**Requirement:**
Extract the complete data exactly as given.

**Records for the task:**
________________
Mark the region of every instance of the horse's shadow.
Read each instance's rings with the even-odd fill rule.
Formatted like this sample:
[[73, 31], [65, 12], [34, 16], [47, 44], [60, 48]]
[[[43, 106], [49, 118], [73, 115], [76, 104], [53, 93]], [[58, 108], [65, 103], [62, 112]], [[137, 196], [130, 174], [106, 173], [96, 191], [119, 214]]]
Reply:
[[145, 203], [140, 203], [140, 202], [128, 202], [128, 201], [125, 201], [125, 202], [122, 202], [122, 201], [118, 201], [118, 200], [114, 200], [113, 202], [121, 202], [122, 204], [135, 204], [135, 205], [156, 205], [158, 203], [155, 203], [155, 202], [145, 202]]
________________
**Complete response:**
Mark the region of every instance of the horse's shadow.
Read each instance's rings with the even-odd fill rule.
Formatted like this sample:
[[73, 31], [65, 12], [34, 16], [47, 44], [60, 48]]
[[[43, 106], [49, 118], [73, 115], [76, 104], [53, 93]], [[58, 108], [65, 103], [62, 112]], [[137, 196], [130, 174], [106, 173], [96, 191], [119, 214]]]
Reply:
[[145, 203], [140, 203], [140, 202], [128, 202], [128, 201], [125, 201], [125, 202], [122, 202], [122, 201], [118, 201], [118, 200], [114, 200], [113, 202], [121, 202], [122, 204], [135, 204], [135, 205], [156, 205], [158, 203], [155, 203], [155, 202], [145, 202]]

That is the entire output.